__DATA TO USE__
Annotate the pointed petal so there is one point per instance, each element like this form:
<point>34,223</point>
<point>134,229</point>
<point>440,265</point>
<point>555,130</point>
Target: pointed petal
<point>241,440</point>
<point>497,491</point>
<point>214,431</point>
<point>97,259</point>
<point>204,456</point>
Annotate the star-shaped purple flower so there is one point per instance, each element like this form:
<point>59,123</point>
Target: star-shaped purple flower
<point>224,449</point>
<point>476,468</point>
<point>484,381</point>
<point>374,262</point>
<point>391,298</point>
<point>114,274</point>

__WHAT NEEDS TO BE DONE__
Output the records exactly, so that each line matches what was given.

__OUTPUT BELOW__
Annotate the pointed petal so there is one point per instance, each element like this form:
<point>34,223</point>
<point>134,229</point>
<point>440,265</point>
<point>555,130</point>
Target: pointed petal
<point>241,440</point>
<point>497,491</point>
<point>214,431</point>
<point>97,259</point>
<point>204,456</point>
Annotate the star-shaped purple flower so there is one point per instance, each element like this form:
<point>59,123</point>
Target: star-shaped purple flower
<point>224,449</point>
<point>476,468</point>
<point>484,381</point>
<point>374,262</point>
<point>391,298</point>
<point>114,274</point>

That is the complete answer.